*** Excerpted records Section Begins ***

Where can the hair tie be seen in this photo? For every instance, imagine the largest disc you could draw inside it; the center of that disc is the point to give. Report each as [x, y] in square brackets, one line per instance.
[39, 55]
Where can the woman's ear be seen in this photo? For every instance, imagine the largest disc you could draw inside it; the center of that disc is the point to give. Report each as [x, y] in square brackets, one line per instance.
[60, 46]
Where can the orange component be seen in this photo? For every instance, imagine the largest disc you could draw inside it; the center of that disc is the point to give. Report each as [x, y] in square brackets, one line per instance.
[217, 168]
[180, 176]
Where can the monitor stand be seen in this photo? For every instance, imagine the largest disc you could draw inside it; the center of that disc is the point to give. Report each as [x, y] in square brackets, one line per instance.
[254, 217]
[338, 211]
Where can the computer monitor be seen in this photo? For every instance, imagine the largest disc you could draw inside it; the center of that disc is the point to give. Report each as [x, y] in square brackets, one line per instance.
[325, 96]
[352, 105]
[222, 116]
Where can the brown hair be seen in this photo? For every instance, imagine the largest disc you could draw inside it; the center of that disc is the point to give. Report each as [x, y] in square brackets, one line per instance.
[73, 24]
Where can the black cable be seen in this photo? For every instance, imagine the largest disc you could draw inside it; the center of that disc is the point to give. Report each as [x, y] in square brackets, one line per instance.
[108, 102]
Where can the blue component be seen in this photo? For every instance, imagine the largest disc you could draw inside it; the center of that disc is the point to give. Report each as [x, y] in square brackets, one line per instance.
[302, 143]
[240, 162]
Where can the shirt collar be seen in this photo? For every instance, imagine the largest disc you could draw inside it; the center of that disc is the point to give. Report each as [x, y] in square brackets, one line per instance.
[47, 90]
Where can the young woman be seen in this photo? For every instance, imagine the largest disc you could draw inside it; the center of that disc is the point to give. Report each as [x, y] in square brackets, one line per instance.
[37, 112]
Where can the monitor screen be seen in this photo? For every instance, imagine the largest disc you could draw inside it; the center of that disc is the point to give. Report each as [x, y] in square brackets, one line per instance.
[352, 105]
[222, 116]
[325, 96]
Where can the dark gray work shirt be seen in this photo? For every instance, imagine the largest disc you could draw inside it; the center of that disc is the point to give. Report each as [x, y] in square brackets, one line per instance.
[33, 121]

*** Excerpted records Section Ends ***

§ **Goal of the exercise**
Go through the data above and return every line exactly.

§ **Answer for this exercise**
Where can the hair tie be seen in this photo? For every instance, imagine the largest disc you could draw inside it; the center of that disc is the point to give. Report each as [x, y] in square brackets, one line per instance.
[39, 55]
Where can the woman's ear be seen in this photo? For every instance, imagine the largest disc you could draw inside it; the center of that disc is the point to give. Report each as [x, y] in square brackets, one line per instance.
[60, 46]
Where can the orange component be seen in this photo? For every instance, imagine the largest disc you could draw inside it; the center of that disc is the point to give. Report each as [x, y] in square brackets, one line per instance.
[217, 168]
[180, 176]
Where can the monitor stand be seen in this photo? For every instance, imagine the largest disc you could draw inside it; the center of that disc is the point to give. Report each as [x, y] in square brackets, one line per instance.
[254, 217]
[338, 211]
Where can the computer monitor be seen in this photo? For every instance, imagine the largest disc you could draw inside it; the center of that disc is the point to give. Report each as [x, y] in square brackets, one line per instance.
[325, 96]
[352, 105]
[222, 116]
Where can the brown hair be seen in this photo? For every instance, imagine the largest disc you could draw inside it; the center of that disc is the point to give. Report each as [x, y] in square brackets, one line per instance.
[73, 24]
Where can the black cable be seen in this photo? For every instance, imagine the largest disc you could draw inside it; the center of that disc is the point to give. Report each as [x, y] in square brackets, one line per instance.
[108, 102]
Where can the blue component be seen in this photo? For every instance, imagine the largest disc you could draw inside it; the center of that disc is the point to give. Report each as [x, y] in square brackets, one line per instance.
[302, 143]
[240, 162]
Where can the shirt collar be seen in this photo? For every instance, imagine the largest disc you could draw inside it; the center of that disc is the point to give. Report each as [x, y] in square brackets, one line per instance.
[47, 90]
Where can the young woman be seen in this photo? For every instance, imagine the largest disc you could draw inside it; the center of that disc is the point to give. Report each as [x, y] in square brackets, one line per instance.
[37, 112]
Where can the monitor screen be seen in this photo? For every instance, imagine the largest disc you could draw inside it; the center of that disc is the point to give. Report each as [x, y] in square brackets, one line per instance.
[352, 105]
[222, 116]
[325, 96]
Where can the dark gray work shirt be seen in this photo? For every instance, imagine the largest disc you could draw inside it; the center of that disc is the point to give. Report each as [x, y] in square brackets, one line per instance.
[33, 121]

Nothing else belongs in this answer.